--- Start Passage provided ---
Vayu is a Python (>3.7) based toolbox that takes advantage of well documented Python packages. The reason behind choosing Python for writing this toolbox was the availability of a wide range of open-source data analysis libraries, and user-specific code adjustments that can be achieved by researchers from different backgrounds. Vayu is an open-source toolbox and relies on the following Python modules: (i) PyQt5 [17]—set of Python bindings for C++ widget library Qt v5 are used to build the GUI. (ii) Pandas [18]—library for data manipulation and analysis. (iii) Scikit-learn [19]—library to implement machine learning in Python. (iv) Matplotlib [20]—library for generating plots that are embedded in PyQt widgets.

All these four modules are well documented and actively used by the open-source developer community. The GUI built with PyQt5 puts together different windows, widgets, and elements of the toolbox. While designing this toolbox, the main objective was to develop an intuitive application that would facilitate usability for people with different skill levels. Different levels of interaction with the data allow the user to uncover meaningful insights without using coding or any query language. Figure 1 gives an overview of the different workflows of Vayu.

Figure 1. Vayu workflows: The toolbox supports the analysis of sensor data by including four workflows. The toolbox accepts external inputs for different workflows and produces output that is stored locally.

2.2. Reporting, Maintenance and Community-Driven Development

As this is an open-source toolbox, users would be encouraged to report issues and unexpected behaviour via GitHub [21].

2.3. Example Data

Several example data sets have been included in the dataset folder of the GitHub repository [21]. This will facilitate an easy start for the users who want to use this toolbox. A fully documented and easy to follow step-by-step guide is also included that will allow users to perform data analysis using different data sets: (i) PurpleAir [22]: PurpleAir sensors network includes thousands of air quality monitors mainly deployed around North America. The data is regularly used by citizen scientists as well as local and regional environmental monitoring agencies. (ii) AirBox [23]: AirBox sensors are widely deployed around the world specifically in South-East Asia. At present, there are more than 20,000 plus devices deployed in 59 countries. The data is regularly used by scientists, citizens, and policymakers. (iii) Luftdaten [24]: Luftdaten is a citizen science project that runs a global network of air quality monitors to obtain fine-grained air quality data. (iv) A custom data set is also created and tested to show users how they can analyze custom data from IoT devices. The step-by-step guide will be extended regularly by adding example data from more sensor networks.

3. Results and Discussion

The idea behind the development of this toolbox is to simplify the process of analysis of air quality data. A simplified workflow is created for data pre-processing, analysis, prediction, and visualization. This allows the users to interpret the data, analyze the patterns, perform visual data inspection, as well as have reusable results for sharing within the research or citizen science community. The following paragraphs discuss the general aspects of the toolbox and give an overview of different features related to data organization and plotting, data analysis, and data prediction. The example data sets used for testing different features are available in the GitHub repository [21].
--- End Passage provided ---
## What the task asks
Can you copy the Vayu passage word for word, starting with "Figure 1. Vayu" and going on through "is stored locally."? Work from the Vayu passage alone.
--- Start Collected data ---
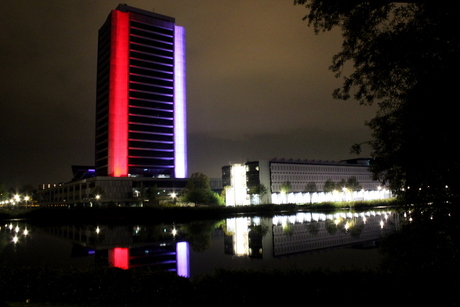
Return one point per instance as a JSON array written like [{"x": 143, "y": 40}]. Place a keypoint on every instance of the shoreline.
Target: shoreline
[{"x": 173, "y": 213}]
--- End Collected data ---
## Output of the task
Figure 1. Vayu workflows: The toolbox supports the analysis of sensor data by including four workflows. The toolbox accepts external inputs for different workflows and produces output that is stored locally.